▸ To be done
Transcribe every line of the following material word for word, leaving all text and numbers unchanged.

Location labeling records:
'''

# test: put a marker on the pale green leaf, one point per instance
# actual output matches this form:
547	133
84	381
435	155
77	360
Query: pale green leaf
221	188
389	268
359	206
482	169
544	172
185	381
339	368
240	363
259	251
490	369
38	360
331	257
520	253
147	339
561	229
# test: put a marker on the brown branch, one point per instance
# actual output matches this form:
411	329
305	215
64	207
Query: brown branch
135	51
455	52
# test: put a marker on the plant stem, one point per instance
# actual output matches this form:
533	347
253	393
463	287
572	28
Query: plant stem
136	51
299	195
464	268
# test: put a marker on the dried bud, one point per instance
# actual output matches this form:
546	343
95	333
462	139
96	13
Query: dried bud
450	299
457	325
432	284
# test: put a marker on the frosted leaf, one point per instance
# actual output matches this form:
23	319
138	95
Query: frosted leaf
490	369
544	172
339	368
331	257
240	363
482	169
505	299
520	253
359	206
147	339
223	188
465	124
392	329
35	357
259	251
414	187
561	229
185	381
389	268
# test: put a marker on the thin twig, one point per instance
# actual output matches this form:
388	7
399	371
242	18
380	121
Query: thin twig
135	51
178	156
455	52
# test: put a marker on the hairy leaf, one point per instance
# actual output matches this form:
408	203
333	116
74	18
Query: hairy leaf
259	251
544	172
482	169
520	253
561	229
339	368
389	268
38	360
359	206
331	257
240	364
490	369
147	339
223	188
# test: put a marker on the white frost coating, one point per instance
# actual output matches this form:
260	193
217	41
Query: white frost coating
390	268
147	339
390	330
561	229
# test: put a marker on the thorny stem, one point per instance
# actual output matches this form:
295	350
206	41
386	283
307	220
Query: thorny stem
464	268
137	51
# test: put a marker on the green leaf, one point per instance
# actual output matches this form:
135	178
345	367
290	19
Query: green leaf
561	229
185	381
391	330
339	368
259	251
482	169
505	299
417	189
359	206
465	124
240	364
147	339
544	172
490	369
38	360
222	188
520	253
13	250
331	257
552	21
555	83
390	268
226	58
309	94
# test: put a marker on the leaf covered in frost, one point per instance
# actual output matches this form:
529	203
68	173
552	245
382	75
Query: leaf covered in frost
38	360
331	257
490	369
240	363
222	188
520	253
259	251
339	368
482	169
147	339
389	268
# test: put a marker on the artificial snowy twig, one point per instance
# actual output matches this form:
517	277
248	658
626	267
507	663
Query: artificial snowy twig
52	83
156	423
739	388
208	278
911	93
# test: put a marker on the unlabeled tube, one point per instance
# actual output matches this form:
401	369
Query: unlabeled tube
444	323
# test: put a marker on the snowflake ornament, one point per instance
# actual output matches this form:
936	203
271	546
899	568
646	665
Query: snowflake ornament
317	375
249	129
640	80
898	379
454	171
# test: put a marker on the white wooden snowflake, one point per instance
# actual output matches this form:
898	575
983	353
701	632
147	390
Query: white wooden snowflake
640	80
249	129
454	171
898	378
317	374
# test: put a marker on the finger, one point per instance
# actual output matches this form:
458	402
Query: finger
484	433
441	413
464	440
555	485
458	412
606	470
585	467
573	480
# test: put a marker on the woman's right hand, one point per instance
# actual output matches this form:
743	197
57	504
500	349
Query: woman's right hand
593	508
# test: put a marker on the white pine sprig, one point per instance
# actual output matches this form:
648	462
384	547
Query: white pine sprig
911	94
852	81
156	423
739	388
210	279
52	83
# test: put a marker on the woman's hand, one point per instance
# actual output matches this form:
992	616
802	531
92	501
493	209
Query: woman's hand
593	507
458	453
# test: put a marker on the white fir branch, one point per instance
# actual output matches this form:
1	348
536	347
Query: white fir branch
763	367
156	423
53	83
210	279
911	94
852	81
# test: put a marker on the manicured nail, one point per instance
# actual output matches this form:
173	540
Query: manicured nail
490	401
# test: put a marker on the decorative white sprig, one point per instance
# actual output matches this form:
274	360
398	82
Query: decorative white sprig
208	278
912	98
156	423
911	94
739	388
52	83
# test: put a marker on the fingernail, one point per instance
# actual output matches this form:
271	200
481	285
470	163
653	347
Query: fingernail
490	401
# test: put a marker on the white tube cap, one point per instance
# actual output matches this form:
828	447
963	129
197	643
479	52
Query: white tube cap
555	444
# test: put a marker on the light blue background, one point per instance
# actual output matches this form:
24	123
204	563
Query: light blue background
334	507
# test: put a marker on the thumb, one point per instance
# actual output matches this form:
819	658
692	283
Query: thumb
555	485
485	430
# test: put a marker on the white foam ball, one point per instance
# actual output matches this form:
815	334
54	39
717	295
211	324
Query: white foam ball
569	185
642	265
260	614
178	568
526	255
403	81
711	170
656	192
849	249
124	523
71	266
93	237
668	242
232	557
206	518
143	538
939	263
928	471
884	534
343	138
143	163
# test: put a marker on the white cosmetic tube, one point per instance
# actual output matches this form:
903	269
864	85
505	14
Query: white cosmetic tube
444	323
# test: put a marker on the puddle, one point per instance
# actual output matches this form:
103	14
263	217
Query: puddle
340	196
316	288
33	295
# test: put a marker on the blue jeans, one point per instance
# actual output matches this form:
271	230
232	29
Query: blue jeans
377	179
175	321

'''

▸ Worked solution
# test: put a marker on the pale green leaf, one point per instance
# actual output matches this form:
547	133
84	381
435	155
77	360
Query: pale green leaf
221	188
389	268
359	206
482	169
544	172
185	381
339	368
240	363
259	251
490	369
38	360
331	257
520	253
147	339
561	229
# test: put a marker on the brown branch, one point per instance
# actual output matches this form:
411	329
305	215
64	207
Query: brown branch
135	51
455	52
# test: put a marker on the plant stem, one point per instance
# actual output matches this form:
533	347
253	393
463	287
572	28
Query: plant stem
136	51
299	195
464	268
# test: put a marker on the dried bud, one point per instance
# actual output matches this form:
546	343
95	333
462	139
96	13
Query: dried bud
450	299
457	325
432	284
# test: put a marker on the frosted leaf, one point per instance
# actual output matches this form:
23	319
138	95
Query: frosted leaf
490	369
544	172
339	368
331	257
240	363
482	169
505	299
520	253
359	206
147	339
223	188
465	124
392	329
35	357
259	251
414	187
561	229
185	381
389	268
# test: put a marker on the thin twig, one point per instance
# actual output matches this form:
388	7
399	371
242	18
380	121
Query: thin twig
135	51
178	156
455	52
# test: put a marker on the hairy leaf, one point per instance
# actual output matches this form:
408	203
333	116
74	18
Query: hairy leaf
259	251
544	172
482	169
520	253
561	229
339	368
389	268
38	360
359	206
331	257
240	364
490	369
147	339
223	188
# test: put a marker on the white frost coating, one point per instance
# actual output matches this form:
260	193
217	41
Query: white frost coating
390	268
147	339
390	330
561	229
# test: put a marker on the thorny stem, one point per instance
# actual output matches this form:
295	350
206	41
386	283
307	220
Query: thorny stem
464	268
137	51
# test: put a marker on the green leaf, one point per instance
# actual output matches this form:
135	178
345	367
290	19
Query: green leaf
561	229
185	381
391	330
339	368
259	251
482	169
505	299
417	189
359	206
465	124
240	364
147	339
544	172
490	369
38	360
222	188
520	253
13	250
331	257
552	21
555	83
390	268
226	58
309	94
# test: put a marker on the leaf covered in frost, one point per instance
# actual output matches this form:
529	203
68	173
552	245
382	75
Query: leaf covered in frost
38	360
331	257
490	369
240	363
222	188
520	253
259	251
339	368
482	169
147	339
389	268
# test: put a marker on the artificial snowy twig, one point per instance
# actual output matches this form:
517	277
248	658
626	267
507	663
Query: artificial snowy twig
52	83
156	423
739	388
208	278
911	93
# test: put a marker on the unlabeled tube, one point per instance
# actual output matches this form:
401	369
Query: unlabeled tube
444	323
# test: put a marker on the snowflake ornament, one point per instance
# actual output matches this form:
936	203
271	546
899	568
646	665
Query: snowflake ornament
317	375
249	129
640	80
898	379
454	171
# test: put a marker on the white wooden snowflake, one point per instance
# actual output matches this form:
898	575
983	353
701	632
147	390
Query: white wooden snowflake
640	80
249	129
454	171
898	378
317	374
# test: put a marker on the finger, one point per instance
# actual output matches this form:
458	402
Query: finger
484	433
441	413
464	440
555	485
458	412
606	470
585	467
573	480
# test: put a marker on the woman's right hand, one point per instance
# actual output matches this form:
743	197
57	504
500	349
Query: woman's right hand
593	508
# test: put a marker on the white pine sprig, one point per instance
# actual output matches this form:
648	462
384	547
Query: white pine sprig
911	94
852	81
156	423
739	388
210	279
52	83
# test: put a marker on the woman's hand, one point per instance
# actual output matches this form:
992	616
802	531
92	501
493	209
Query: woman's hand
593	507
458	453
# test: put a marker on the white fir branch, one point per instance
# actual output matches this form:
1	348
536	347
Query: white fir branch
763	367
156	423
53	83
210	279
911	94
852	81
# test: put a marker on the manicured nail, one point per instance
# actual output matches this form:
173	540
Query: manicured nail
490	401
# test: put a marker on the decorative white sprig, one point per instance
# actual output matches this form:
274	360
398	82
Query: decorative white sprig
208	278
912	98
156	423
911	94
739	388
52	83
# test: put a marker on the fingernail, one point per instance
# actual output matches this form:
271	200
481	285
470	163
653	347
Query: fingernail
490	401
# test: put a marker on the white tube cap, one point per instance
# actual output matches this form:
828	447
963	129
197	643
479	52
Query: white tube cap
555	444
# test: put a marker on the light blue background, one point per instance
# actual output matches this form:
24	123
204	563
Query: light blue background
334	507
# test: put a marker on the thumb, one point per instance
# actual output matches this form:
819	658
692	283
Query: thumb
555	485
485	430
# test: put a marker on the white foam ball, one point per instance
# actual output matches this form:
815	334
54	39
717	295
211	324
Query: white foam ball
569	185
642	265
260	614
178	568
526	255
403	81
711	170
656	192
849	249
124	523
71	266
93	237
668	242
232	557
206	518
143	538
939	263
928	471
884	534
343	138
143	163
# test: put a marker on the white cosmetic tube, one point per instance
# actual output matches this form:
903	269
864	85
505	14
Query: white cosmetic tube
444	323
# test: put a marker on the puddle, one point per instance
# actual output matches this form:
103	14
263	217
Query: puddle
340	196
316	288
33	295
# test: put a marker on the blue jeans, one point per instance
# actual output matches this form:
271	230
232	29
Query: blue jeans
377	179
175	321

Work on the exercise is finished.